● Exercise directions
Retype all of the data exactly as given.

---------- Data to process ----------

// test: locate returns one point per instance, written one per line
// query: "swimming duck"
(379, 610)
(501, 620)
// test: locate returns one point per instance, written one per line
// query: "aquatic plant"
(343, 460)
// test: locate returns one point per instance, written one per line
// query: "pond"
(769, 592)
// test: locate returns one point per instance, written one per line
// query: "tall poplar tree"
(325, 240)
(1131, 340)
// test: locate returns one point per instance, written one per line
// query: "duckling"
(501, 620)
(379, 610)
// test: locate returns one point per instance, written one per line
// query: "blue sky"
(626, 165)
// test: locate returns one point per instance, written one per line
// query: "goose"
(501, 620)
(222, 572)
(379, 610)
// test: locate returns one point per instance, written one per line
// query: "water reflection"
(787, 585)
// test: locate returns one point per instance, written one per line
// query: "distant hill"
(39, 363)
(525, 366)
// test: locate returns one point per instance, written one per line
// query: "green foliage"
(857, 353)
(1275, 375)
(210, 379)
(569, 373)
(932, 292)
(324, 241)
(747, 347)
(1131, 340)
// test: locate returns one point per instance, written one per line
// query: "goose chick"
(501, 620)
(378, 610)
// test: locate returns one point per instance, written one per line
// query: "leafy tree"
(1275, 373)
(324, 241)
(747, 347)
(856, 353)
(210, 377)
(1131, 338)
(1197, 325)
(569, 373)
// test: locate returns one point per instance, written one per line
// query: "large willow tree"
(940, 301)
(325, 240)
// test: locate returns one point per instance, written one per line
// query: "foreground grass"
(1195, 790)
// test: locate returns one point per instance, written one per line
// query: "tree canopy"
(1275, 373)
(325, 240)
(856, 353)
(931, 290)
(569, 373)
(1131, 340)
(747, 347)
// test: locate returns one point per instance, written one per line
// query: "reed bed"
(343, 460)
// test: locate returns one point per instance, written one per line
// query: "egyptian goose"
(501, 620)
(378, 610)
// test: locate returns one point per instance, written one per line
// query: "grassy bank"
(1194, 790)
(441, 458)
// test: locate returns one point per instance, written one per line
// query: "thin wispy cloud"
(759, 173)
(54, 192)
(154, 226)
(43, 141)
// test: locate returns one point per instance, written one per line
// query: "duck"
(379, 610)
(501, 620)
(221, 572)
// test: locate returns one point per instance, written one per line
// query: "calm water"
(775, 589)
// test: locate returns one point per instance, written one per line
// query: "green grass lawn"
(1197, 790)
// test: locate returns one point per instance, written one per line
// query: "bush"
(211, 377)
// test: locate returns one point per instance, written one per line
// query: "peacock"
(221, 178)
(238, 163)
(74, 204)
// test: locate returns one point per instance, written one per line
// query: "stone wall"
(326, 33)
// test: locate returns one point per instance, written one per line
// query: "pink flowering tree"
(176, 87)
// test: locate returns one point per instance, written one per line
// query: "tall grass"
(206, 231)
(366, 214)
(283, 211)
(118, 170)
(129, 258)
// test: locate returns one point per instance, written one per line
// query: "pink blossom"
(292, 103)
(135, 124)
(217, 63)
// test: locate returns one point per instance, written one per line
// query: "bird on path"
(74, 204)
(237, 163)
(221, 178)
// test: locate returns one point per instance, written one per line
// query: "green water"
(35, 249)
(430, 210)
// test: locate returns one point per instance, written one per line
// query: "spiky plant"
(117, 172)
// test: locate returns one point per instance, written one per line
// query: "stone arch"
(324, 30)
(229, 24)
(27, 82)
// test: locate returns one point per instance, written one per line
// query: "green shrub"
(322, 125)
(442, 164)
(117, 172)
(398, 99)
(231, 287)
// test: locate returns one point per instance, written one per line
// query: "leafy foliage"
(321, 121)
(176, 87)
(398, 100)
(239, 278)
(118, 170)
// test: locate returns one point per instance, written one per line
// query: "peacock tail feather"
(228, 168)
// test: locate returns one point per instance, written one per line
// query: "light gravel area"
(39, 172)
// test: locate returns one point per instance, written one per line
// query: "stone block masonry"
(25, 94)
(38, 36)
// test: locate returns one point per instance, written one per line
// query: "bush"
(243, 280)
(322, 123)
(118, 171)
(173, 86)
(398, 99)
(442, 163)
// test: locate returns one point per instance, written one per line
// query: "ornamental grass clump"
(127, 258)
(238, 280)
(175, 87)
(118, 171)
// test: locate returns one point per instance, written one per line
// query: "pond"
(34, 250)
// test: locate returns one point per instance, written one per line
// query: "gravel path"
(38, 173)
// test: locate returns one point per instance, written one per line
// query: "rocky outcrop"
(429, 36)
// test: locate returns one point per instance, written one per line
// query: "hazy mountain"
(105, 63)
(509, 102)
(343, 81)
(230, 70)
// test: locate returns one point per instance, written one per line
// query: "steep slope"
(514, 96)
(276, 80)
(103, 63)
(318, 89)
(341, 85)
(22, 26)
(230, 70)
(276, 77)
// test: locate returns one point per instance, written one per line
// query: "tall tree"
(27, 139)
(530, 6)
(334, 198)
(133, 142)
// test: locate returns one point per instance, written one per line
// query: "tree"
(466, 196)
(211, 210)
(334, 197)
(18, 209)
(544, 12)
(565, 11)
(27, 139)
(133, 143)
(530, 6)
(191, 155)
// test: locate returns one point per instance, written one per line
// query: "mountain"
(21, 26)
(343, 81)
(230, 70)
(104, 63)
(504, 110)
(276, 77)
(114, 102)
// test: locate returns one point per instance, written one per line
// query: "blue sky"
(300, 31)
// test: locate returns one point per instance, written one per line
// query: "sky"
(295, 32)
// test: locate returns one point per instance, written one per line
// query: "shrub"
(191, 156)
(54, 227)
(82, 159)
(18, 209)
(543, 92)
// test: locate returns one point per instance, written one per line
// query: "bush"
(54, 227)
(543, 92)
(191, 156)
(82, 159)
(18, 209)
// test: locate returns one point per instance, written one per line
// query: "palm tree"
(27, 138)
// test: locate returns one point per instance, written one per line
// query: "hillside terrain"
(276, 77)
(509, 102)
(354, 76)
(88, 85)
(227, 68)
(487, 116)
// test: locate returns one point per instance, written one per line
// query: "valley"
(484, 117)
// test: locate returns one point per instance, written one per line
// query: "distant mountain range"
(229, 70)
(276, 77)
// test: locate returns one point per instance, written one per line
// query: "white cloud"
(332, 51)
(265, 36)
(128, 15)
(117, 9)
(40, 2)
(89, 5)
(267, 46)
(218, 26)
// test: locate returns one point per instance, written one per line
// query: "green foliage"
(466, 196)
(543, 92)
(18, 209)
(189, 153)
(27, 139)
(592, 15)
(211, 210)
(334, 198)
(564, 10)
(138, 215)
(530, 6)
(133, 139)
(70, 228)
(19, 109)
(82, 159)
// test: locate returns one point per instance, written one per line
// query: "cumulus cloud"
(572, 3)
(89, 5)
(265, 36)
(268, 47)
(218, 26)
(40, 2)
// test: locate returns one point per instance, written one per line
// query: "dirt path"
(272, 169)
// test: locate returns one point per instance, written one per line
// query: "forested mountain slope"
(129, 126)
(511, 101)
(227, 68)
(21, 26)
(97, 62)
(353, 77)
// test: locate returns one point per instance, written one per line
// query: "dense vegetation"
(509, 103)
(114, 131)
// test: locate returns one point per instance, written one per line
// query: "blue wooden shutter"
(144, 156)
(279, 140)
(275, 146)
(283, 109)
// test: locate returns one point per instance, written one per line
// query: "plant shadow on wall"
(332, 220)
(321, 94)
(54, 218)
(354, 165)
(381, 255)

----------

● Correct output
// test: locate returns one point per instance, written one per line
// query: "swimming duck"
(379, 610)
(501, 620)
// test: locate returns one point per instance, written one per line
// query: "aquatic plant"
(343, 460)
// test: locate returns one point per instance, written one per line
// query: "pond"
(769, 592)
// test: locate returns one point per instance, written one per line
// query: "tall poplar tree"
(325, 240)
(1131, 340)
// test: locate returns one point per instance, written one per line
// query: "duckling"
(501, 620)
(379, 610)
// test: locate returns one point per instance, written one per line
// query: "blue sky"
(626, 165)
// test: locate returns one point per instance, written one per line
// query: "goose"
(501, 620)
(222, 572)
(379, 610)
// test: locate returns one point per instance, written one per line
// query: "water reflection"
(787, 585)
// test: locate returns one point per instance, written one per line
// query: "distant hill"
(39, 363)
(525, 366)
// test: locate returns one point per instance, written one per line
// query: "green foliage"
(857, 353)
(1275, 375)
(210, 379)
(569, 373)
(932, 292)
(324, 241)
(747, 347)
(1131, 340)
// test: locate returns one point per instance, written one per line
// query: "goose chick"
(501, 620)
(378, 610)
// test: locate returns one point per instance, written one per line
// query: "leafy tree"
(1275, 373)
(324, 241)
(747, 347)
(856, 353)
(210, 377)
(1131, 338)
(1197, 325)
(569, 373)
// test: locate returns one point per instance, written one per line
// query: "large willow tree"
(940, 301)
(325, 240)
// test: locate returns one point per instance, written one per line
// query: "foreground grass"
(1195, 790)
// test: locate returns one point per instance, written one per line
// query: "tree canopy"
(1275, 373)
(325, 240)
(856, 353)
(931, 290)
(569, 373)
(1131, 340)
(747, 347)
// test: locate returns one point per instance, written one per line
// query: "reed bed"
(343, 460)
// test: locate returns one point per instance, written one per line
// query: "egyptian goose"
(501, 620)
(378, 610)
// test: locate returns one point per instance, written one per line
// query: "grassy bank"
(1194, 790)
(441, 458)
// test: locate returns one point per instance, written one per line
// query: "thin wispy cloud"
(759, 173)
(54, 192)
(154, 226)
(43, 141)
// test: locate returns one point per instance, written one per line
// query: "duck"
(379, 610)
(501, 620)
(221, 572)
// test: locate returns one point per instance, written one per line
// query: "calm water"
(775, 589)
// test: locate returns one point per instance, written one per line
// query: "green grass lawn"
(1197, 790)
// test: locate returns one point per instance, written one per line
// query: "bush"
(211, 377)
// test: locate returns one point per instance, written one per line
// query: "peacock"
(221, 178)
(238, 163)
(74, 204)
// test: locate returns one point per instance, written one per line
// query: "stone wall"
(326, 33)
// test: locate returns one point per instance, written one per line
// query: "pink flowering tree"
(176, 87)
// test: locate returns one point per instance, written one per line
// query: "tall grass"
(206, 231)
(366, 214)
(283, 211)
(118, 170)
(129, 258)
// test: locate returns one point per instance, written one per line
// query: "pink blossom"
(292, 103)
(135, 124)
(217, 63)
// test: locate returns one point per instance, written one per line
// query: "bird on path"
(74, 204)
(237, 163)
(221, 178)
// test: locate returns one point per instance, written one per line
// query: "green water"
(35, 249)
(430, 210)
// test: locate returns one point per instance, written one per line
// query: "spiky plant"
(117, 172)
// test: locate returns one point per instance, written one per line
// query: "stone arch"
(324, 30)
(229, 24)
(27, 82)
// test: locate returns one point per instance, written one per line
// query: "green shrub"
(322, 125)
(442, 164)
(117, 172)
(398, 99)
(231, 287)
// test: locate returns one point per instance, written one per line
// query: "leafy foliage"
(321, 121)
(176, 87)
(398, 100)
(239, 278)
(118, 170)
// test: locate returns one point per instance, written one per line
// query: "peacock tail feather"
(228, 168)
// test: locate returns one point per instance, written one per line
// query: "light gravel area"
(39, 172)
// test: locate returns one point per instance, written one per line
// query: "stone block masonry"
(25, 94)
(38, 36)
// test: locate returns one point per instance, written one per line
// query: "bush"
(243, 280)
(322, 123)
(118, 171)
(173, 86)
(398, 99)
(442, 163)
// test: locate returns one point per instance, written one per line
// query: "ornamental grass clump"
(127, 258)
(238, 280)
(175, 87)
(118, 171)
// test: locate returns one point per instance, written one per line
// query: "pond"
(34, 250)
// test: locate returns one point per instance, written one per line
// query: "gravel path"
(38, 173)
// test: locate returns one point per instance, written one per line
// query: "rocky outcrop"
(429, 36)
// test: locate returns one point per instance, written one per line
// query: "hazy mountain"
(105, 63)
(509, 102)
(343, 81)
(230, 70)
// test: locate returns one point per instance, written one per line
// query: "steep slope"
(514, 96)
(276, 80)
(103, 63)
(318, 89)
(341, 85)
(22, 26)
(230, 70)
(276, 77)
// test: locate returns one point per instance, written one per line
// query: "tall tree"
(27, 139)
(530, 6)
(334, 198)
(133, 142)
// test: locate returns one point per instance, written one per line
// query: "tree"
(466, 196)
(211, 210)
(334, 197)
(18, 209)
(544, 12)
(565, 11)
(27, 139)
(133, 143)
(530, 6)
(191, 155)
// test: locate returns one point per instance, written one per line
// query: "mountain"
(21, 26)
(343, 81)
(230, 70)
(104, 63)
(504, 110)
(276, 77)
(114, 102)
// test: locate returns one point per instance, written one per line
// query: "blue sky"
(300, 31)
// test: locate returns one point per instance, written one per line
// query: "sky"
(295, 32)
// test: locate returns one point per instance, written one per line
// query: "shrub"
(191, 156)
(54, 227)
(82, 159)
(18, 209)
(543, 92)
// test: locate returns one point per instance, written one per line
// query: "bush"
(54, 227)
(543, 92)
(191, 156)
(82, 159)
(18, 209)
// test: locate returns one point per instance, written one per line
// query: "palm tree"
(27, 138)
// test: locate returns one point per instance, written one per line
// query: "hillside terrain"
(276, 77)
(509, 102)
(354, 76)
(88, 85)
(227, 68)
(487, 116)
// test: locate returns one point per instance, written one per line
// query: "valley"
(484, 117)
// test: locate returns one point per instance, written one per line
// query: "distant mountain range"
(229, 70)
(276, 77)
// test: locate returns one point per instance, written one per line
// query: "white cloud"
(332, 51)
(265, 36)
(128, 15)
(117, 9)
(40, 2)
(89, 5)
(267, 46)
(218, 26)
// test: locate returns one point per instance, written one per line
// query: "green foliage"
(466, 196)
(543, 92)
(18, 209)
(189, 153)
(27, 139)
(592, 15)
(211, 210)
(334, 198)
(564, 10)
(138, 215)
(530, 6)
(133, 139)
(70, 228)
(19, 109)
(82, 159)
// test: locate returns one point per instance, written one per line
// query: "cumulus cloud"
(572, 3)
(89, 5)
(265, 36)
(268, 47)
(218, 26)
(40, 2)
// test: locate returns one point per instance, written one per line
// query: "dirt path"
(272, 169)
// test: locate returns one point per instance, written one per line
// query: "forested mountain slope"
(129, 126)
(511, 101)
(227, 68)
(21, 26)
(97, 62)
(353, 77)
// test: locate returns one point per instance, written one per line
// query: "dense vegetation"
(509, 103)
(114, 131)
// test: locate returns one point per instance, written one per line
// query: "blue wooden shutter"
(144, 156)
(279, 140)
(275, 146)
(283, 109)
// test: locate returns one point per instance, written one per line
// query: "plant shadow on wall"
(332, 220)
(321, 94)
(54, 218)
(354, 165)
(381, 255)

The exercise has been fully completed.